## [Task]
Copy every one of the rows below word for word, leaving out the pictures.

## [Task inputs]
· · ·

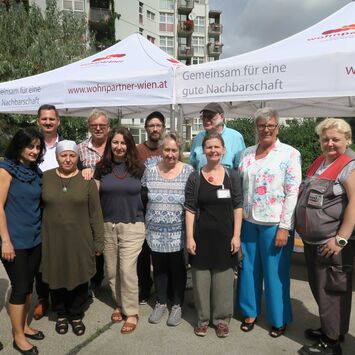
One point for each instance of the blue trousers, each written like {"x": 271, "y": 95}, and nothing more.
{"x": 263, "y": 262}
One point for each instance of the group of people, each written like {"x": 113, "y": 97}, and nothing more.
{"x": 69, "y": 211}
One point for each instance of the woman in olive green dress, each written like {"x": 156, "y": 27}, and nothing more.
{"x": 72, "y": 230}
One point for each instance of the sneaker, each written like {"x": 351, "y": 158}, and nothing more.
{"x": 201, "y": 330}
{"x": 157, "y": 314}
{"x": 174, "y": 316}
{"x": 143, "y": 301}
{"x": 321, "y": 348}
{"x": 316, "y": 334}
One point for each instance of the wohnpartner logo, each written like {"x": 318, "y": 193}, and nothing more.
{"x": 335, "y": 33}
{"x": 110, "y": 58}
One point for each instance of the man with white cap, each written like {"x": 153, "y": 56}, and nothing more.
{"x": 213, "y": 119}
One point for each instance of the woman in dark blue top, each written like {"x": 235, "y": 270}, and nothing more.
{"x": 20, "y": 229}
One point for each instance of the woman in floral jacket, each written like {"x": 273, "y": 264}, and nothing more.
{"x": 271, "y": 175}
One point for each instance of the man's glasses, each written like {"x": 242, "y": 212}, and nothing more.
{"x": 100, "y": 126}
{"x": 262, "y": 127}
{"x": 208, "y": 116}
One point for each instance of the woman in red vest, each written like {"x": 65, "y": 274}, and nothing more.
{"x": 325, "y": 219}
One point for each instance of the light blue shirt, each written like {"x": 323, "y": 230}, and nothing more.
{"x": 233, "y": 142}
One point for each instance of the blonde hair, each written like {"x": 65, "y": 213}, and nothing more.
{"x": 95, "y": 113}
{"x": 337, "y": 123}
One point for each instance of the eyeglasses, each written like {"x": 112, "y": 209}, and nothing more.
{"x": 208, "y": 116}
{"x": 100, "y": 126}
{"x": 152, "y": 126}
{"x": 262, "y": 127}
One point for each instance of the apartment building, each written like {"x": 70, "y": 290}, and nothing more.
{"x": 188, "y": 30}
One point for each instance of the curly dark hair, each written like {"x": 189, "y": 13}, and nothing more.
{"x": 22, "y": 139}
{"x": 134, "y": 167}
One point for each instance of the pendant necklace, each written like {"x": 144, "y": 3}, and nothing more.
{"x": 64, "y": 186}
{"x": 120, "y": 177}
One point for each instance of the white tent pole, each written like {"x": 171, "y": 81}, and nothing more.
{"x": 172, "y": 118}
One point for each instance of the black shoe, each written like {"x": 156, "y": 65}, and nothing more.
{"x": 316, "y": 334}
{"x": 321, "y": 348}
{"x": 32, "y": 351}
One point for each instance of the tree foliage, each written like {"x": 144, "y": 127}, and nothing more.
{"x": 32, "y": 42}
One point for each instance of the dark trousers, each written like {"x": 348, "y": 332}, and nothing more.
{"x": 330, "y": 280}
{"x": 169, "y": 268}
{"x": 21, "y": 272}
{"x": 145, "y": 281}
{"x": 42, "y": 288}
{"x": 97, "y": 279}
{"x": 70, "y": 304}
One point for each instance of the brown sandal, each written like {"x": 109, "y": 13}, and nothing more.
{"x": 116, "y": 316}
{"x": 129, "y": 327}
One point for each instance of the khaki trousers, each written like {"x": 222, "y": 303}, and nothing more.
{"x": 123, "y": 243}
{"x": 213, "y": 295}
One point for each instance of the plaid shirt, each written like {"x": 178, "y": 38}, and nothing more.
{"x": 89, "y": 157}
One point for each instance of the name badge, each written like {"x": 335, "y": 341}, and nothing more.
{"x": 315, "y": 199}
{"x": 223, "y": 193}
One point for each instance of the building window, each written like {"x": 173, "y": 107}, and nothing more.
{"x": 140, "y": 12}
{"x": 167, "y": 44}
{"x": 166, "y": 4}
{"x": 198, "y": 60}
{"x": 166, "y": 22}
{"x": 151, "y": 39}
{"x": 150, "y": 15}
{"x": 199, "y": 24}
{"x": 198, "y": 43}
{"x": 74, "y": 5}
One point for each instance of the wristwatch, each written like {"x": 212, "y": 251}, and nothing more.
{"x": 341, "y": 242}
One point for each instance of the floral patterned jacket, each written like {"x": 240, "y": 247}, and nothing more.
{"x": 274, "y": 184}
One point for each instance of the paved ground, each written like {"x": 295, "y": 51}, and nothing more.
{"x": 103, "y": 338}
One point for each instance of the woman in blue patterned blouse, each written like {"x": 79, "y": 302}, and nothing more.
{"x": 165, "y": 231}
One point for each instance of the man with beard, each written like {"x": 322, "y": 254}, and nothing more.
{"x": 149, "y": 154}
{"x": 90, "y": 153}
{"x": 213, "y": 119}
{"x": 48, "y": 121}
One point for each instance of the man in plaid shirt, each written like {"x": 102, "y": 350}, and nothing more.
{"x": 90, "y": 153}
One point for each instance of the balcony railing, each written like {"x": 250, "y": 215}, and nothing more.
{"x": 214, "y": 49}
{"x": 185, "y": 27}
{"x": 185, "y": 52}
{"x": 99, "y": 17}
{"x": 185, "y": 5}
{"x": 215, "y": 29}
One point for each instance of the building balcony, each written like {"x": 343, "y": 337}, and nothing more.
{"x": 185, "y": 6}
{"x": 185, "y": 52}
{"x": 215, "y": 29}
{"x": 185, "y": 28}
{"x": 214, "y": 49}
{"x": 99, "y": 17}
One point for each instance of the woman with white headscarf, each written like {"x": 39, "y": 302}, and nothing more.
{"x": 72, "y": 230}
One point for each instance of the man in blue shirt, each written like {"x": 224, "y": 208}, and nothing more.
{"x": 213, "y": 119}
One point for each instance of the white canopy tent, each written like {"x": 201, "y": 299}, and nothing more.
{"x": 311, "y": 73}
{"x": 133, "y": 76}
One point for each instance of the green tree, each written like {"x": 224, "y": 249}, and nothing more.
{"x": 298, "y": 134}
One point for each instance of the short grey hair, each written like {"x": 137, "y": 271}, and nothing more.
{"x": 266, "y": 113}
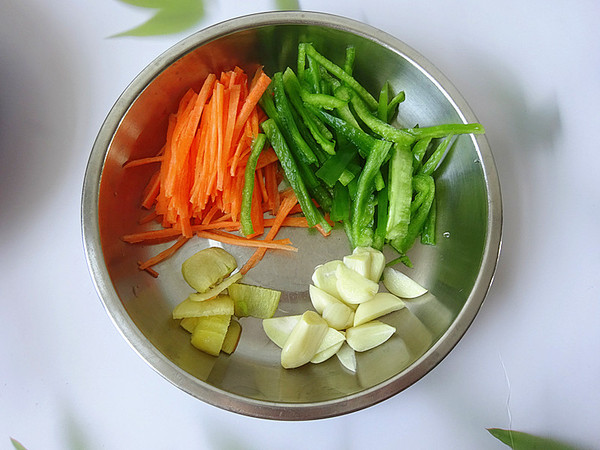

· · ·

## [Solution to this task]
One point for each instance of the blue trousers, each written like {"x": 271, "y": 95}, and nothing more.
{"x": 263, "y": 262}
One point for each instance of the group of people, each written like {"x": 113, "y": 97}, and nothing more.
{"x": 69, "y": 211}
One point for each instance of the woman in olive green dress, each written like {"x": 156, "y": 27}, and nothing more.
{"x": 72, "y": 230}
One point for each instance of the sneaker, each written like {"x": 351, "y": 158}, and nothing more.
{"x": 201, "y": 330}
{"x": 157, "y": 314}
{"x": 174, "y": 316}
{"x": 143, "y": 301}
{"x": 321, "y": 348}
{"x": 316, "y": 334}
One point for each instance of the wohnpartner logo, each written like {"x": 318, "y": 193}, and nothing more.
{"x": 335, "y": 33}
{"x": 110, "y": 58}
One point for each instance of the man with white cap, each written like {"x": 153, "y": 56}, and nothing more.
{"x": 213, "y": 119}
One point for each instance of the woman in dark blue top, each written like {"x": 235, "y": 270}, and nothing more.
{"x": 20, "y": 229}
One point for each instance of the woman in floral jacket, each written like {"x": 273, "y": 264}, and nothing more.
{"x": 271, "y": 175}
One point for each instance of the man's glasses, each written like {"x": 242, "y": 212}, and nothing more.
{"x": 100, "y": 126}
{"x": 262, "y": 127}
{"x": 208, "y": 116}
One point for each instance of the woman in red vest, each written like {"x": 65, "y": 274}, and nothing more.
{"x": 325, "y": 219}
One point for each instance of the light blue shirt, each written like {"x": 323, "y": 230}, and nothing more.
{"x": 233, "y": 142}
One point for each instance of the blonde hair, each written like {"x": 65, "y": 213}, and nothing more.
{"x": 95, "y": 113}
{"x": 337, "y": 123}
One point for each instance of the eyeglasses, each written like {"x": 112, "y": 209}, and nothing more.
{"x": 208, "y": 116}
{"x": 100, "y": 126}
{"x": 152, "y": 126}
{"x": 262, "y": 127}
One point for each instance of the apartment building, each written like {"x": 70, "y": 290}, and nothing more.
{"x": 188, "y": 30}
One point for each instance of the curly dark hair, each written like {"x": 189, "y": 13}, and nothing more.
{"x": 22, "y": 139}
{"x": 134, "y": 167}
One point for each instance of the pendant necklace, each written like {"x": 144, "y": 3}, and nothing more.
{"x": 64, "y": 186}
{"x": 120, "y": 177}
One point for each instance of the white tent pole, each written like {"x": 171, "y": 81}, and nothing more.
{"x": 172, "y": 118}
One point for each instance of the black shoe, each written like {"x": 156, "y": 65}, and nothing more.
{"x": 316, "y": 334}
{"x": 321, "y": 348}
{"x": 32, "y": 351}
One point for each instance of the tree foliage, each written like {"x": 144, "y": 127}, and nothing more.
{"x": 32, "y": 42}
One point for each instance of the dark trousers, each written like {"x": 348, "y": 332}, and nothing more.
{"x": 330, "y": 280}
{"x": 169, "y": 268}
{"x": 21, "y": 272}
{"x": 145, "y": 281}
{"x": 42, "y": 288}
{"x": 97, "y": 279}
{"x": 70, "y": 304}
One point for each instance of the brown sandal, each written like {"x": 109, "y": 13}, and nothing more.
{"x": 116, "y": 316}
{"x": 129, "y": 327}
One point for each instance of the khaki trousers, each written like {"x": 222, "y": 303}, and nothing more.
{"x": 123, "y": 243}
{"x": 213, "y": 295}
One point for each instance of the plaid shirt, each written like {"x": 178, "y": 38}, and nothing more.
{"x": 89, "y": 157}
One point for each instance of the name badge, each written like {"x": 335, "y": 341}, and nothing more.
{"x": 315, "y": 199}
{"x": 223, "y": 193}
One point for each instance of the building window, each written like {"x": 173, "y": 107}, and nothing more.
{"x": 140, "y": 12}
{"x": 167, "y": 44}
{"x": 166, "y": 4}
{"x": 198, "y": 60}
{"x": 166, "y": 22}
{"x": 151, "y": 39}
{"x": 150, "y": 15}
{"x": 199, "y": 24}
{"x": 198, "y": 43}
{"x": 74, "y": 5}
One point for each instance of the wristwatch, each written like {"x": 212, "y": 251}, and nothing more.
{"x": 341, "y": 242}
One point for each instance of the floral patterned jacket, each written like {"x": 240, "y": 247}, and nothing more.
{"x": 274, "y": 184}
One point for each instance of the paved ground, each written like {"x": 295, "y": 51}, and nothing more.
{"x": 103, "y": 338}
One point for each instance of the woman in blue patterned blouse, each written like {"x": 79, "y": 302}, and nothing more.
{"x": 165, "y": 231}
One point for each instance of the man with beard, each written like {"x": 322, "y": 254}, and nothing more.
{"x": 149, "y": 154}
{"x": 90, "y": 153}
{"x": 213, "y": 119}
{"x": 48, "y": 121}
One point for each instance of the man in plaid shirt, each written like {"x": 102, "y": 350}, and nothing more.
{"x": 90, "y": 153}
One point for each instance of the balcony railing, each written like {"x": 250, "y": 215}, and nothing more.
{"x": 214, "y": 49}
{"x": 185, "y": 27}
{"x": 185, "y": 52}
{"x": 99, "y": 17}
{"x": 185, "y": 5}
{"x": 215, "y": 29}
One point for each instance of the building balcony, each written like {"x": 343, "y": 337}, and nothing more.
{"x": 185, "y": 6}
{"x": 185, "y": 52}
{"x": 215, "y": 29}
{"x": 185, "y": 28}
{"x": 214, "y": 49}
{"x": 99, "y": 17}
One point for each instance of the woman with white headscarf, each written like {"x": 39, "y": 302}, and nothing more.
{"x": 72, "y": 230}
One point for each instance of the man in blue shirt, each written like {"x": 224, "y": 208}, and nothing more.
{"x": 213, "y": 119}
One point for each instance of the white canopy tent, each written like {"x": 201, "y": 299}, and nothing more.
{"x": 311, "y": 73}
{"x": 133, "y": 76}
One point for each instance of the green tree, each written like {"x": 224, "y": 249}, and nothing more.
{"x": 298, "y": 134}
One point for each instance of the short grey hair, each written like {"x": 137, "y": 271}, and nothing more.
{"x": 266, "y": 113}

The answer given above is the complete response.